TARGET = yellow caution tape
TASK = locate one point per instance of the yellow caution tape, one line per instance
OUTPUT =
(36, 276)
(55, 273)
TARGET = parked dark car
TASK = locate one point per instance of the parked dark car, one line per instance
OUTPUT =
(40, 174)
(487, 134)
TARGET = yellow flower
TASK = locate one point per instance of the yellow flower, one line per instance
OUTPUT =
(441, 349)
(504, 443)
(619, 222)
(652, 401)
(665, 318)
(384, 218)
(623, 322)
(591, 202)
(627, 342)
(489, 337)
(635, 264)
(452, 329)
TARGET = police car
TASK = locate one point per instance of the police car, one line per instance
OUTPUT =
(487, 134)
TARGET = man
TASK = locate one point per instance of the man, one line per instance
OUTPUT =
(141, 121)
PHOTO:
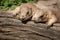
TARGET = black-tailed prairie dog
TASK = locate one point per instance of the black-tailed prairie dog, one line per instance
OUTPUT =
(27, 10)
(49, 16)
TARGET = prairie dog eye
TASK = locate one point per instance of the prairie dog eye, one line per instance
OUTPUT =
(42, 16)
(28, 12)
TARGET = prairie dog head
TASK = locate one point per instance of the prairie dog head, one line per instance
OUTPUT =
(40, 16)
(25, 13)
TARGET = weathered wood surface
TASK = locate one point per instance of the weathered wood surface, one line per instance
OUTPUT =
(11, 28)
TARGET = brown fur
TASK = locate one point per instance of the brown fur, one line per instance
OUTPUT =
(27, 10)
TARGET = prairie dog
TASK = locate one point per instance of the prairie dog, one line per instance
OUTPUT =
(27, 10)
(45, 15)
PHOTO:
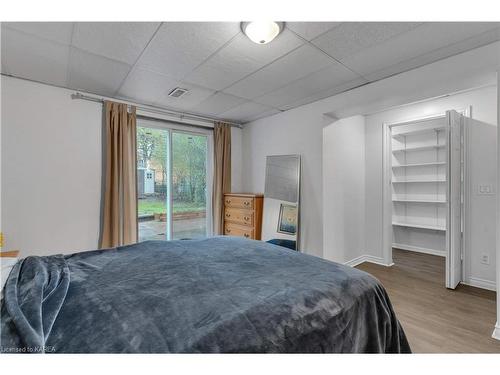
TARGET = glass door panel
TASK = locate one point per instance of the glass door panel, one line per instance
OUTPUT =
(189, 185)
(152, 183)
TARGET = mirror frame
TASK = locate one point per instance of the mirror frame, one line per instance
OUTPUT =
(299, 170)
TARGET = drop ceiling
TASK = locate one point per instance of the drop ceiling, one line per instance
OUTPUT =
(228, 76)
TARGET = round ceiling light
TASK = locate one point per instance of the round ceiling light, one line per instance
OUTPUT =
(262, 32)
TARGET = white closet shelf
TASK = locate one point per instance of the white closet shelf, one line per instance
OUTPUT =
(419, 164)
(419, 148)
(420, 226)
(415, 181)
(419, 131)
(419, 200)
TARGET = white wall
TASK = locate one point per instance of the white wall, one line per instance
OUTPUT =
(300, 130)
(484, 108)
(344, 189)
(51, 169)
(295, 132)
(496, 332)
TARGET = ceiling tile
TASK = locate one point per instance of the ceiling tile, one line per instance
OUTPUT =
(297, 64)
(55, 31)
(179, 47)
(351, 37)
(427, 42)
(94, 73)
(310, 30)
(123, 41)
(247, 111)
(27, 56)
(147, 86)
(326, 93)
(218, 103)
(322, 80)
(241, 57)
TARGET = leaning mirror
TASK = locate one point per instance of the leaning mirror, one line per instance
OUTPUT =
(281, 201)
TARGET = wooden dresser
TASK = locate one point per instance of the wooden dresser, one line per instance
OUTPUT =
(243, 215)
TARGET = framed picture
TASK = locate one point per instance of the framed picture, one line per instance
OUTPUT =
(287, 222)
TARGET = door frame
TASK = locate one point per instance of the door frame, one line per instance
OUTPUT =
(173, 127)
(387, 180)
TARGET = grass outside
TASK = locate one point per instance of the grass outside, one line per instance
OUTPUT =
(157, 206)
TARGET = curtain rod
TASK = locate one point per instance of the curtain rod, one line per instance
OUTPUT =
(155, 109)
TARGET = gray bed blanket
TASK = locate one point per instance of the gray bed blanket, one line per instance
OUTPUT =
(197, 296)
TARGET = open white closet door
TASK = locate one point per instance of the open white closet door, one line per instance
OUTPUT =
(454, 212)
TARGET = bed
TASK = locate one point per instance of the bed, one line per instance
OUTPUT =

== == ==

| Task statement |
Add 65 to every number in the coordinate pairs as you rewrite all lines of the data, beginning at the line that has "TARGET = wooden dresser" and stopping after the last line of the data.

| Output below |
TARGET = wooden dresser
TASK = locate one point per instance of the wooden dresser, one line per instance
OUTPUT =
(308, 280)
TARGET = framed picture
TASK = locate one point per instance of the framed picture, one line per instance
OUTPUT =
(352, 287)
TARGET = door frame
TASK = locate one point per instance of the door frame, one line per instance
OUTPUT =
(238, 192)
(452, 245)
TARGET = grass outside
TASK = locate one point per instance of the grass outside, one line per instance
OUTPUT =
(222, 271)
TARGET = curtain rod
TASK = locate one point per instance of the curtain rod, one line per instance
OUTPUT =
(220, 174)
TARGET = gray bed blanket
TASK = locate one point per instance of the gray bed blanket, one line per instance
OUTPUT =
(262, 361)
TARGET = open white closet door
TASK = locate one point per instance of the open white closet door, one line per instance
OUTPUT =
(519, 277)
TARGET = bed
TASK = locate one point per instance of the bed, one line per instance
OUTPUT =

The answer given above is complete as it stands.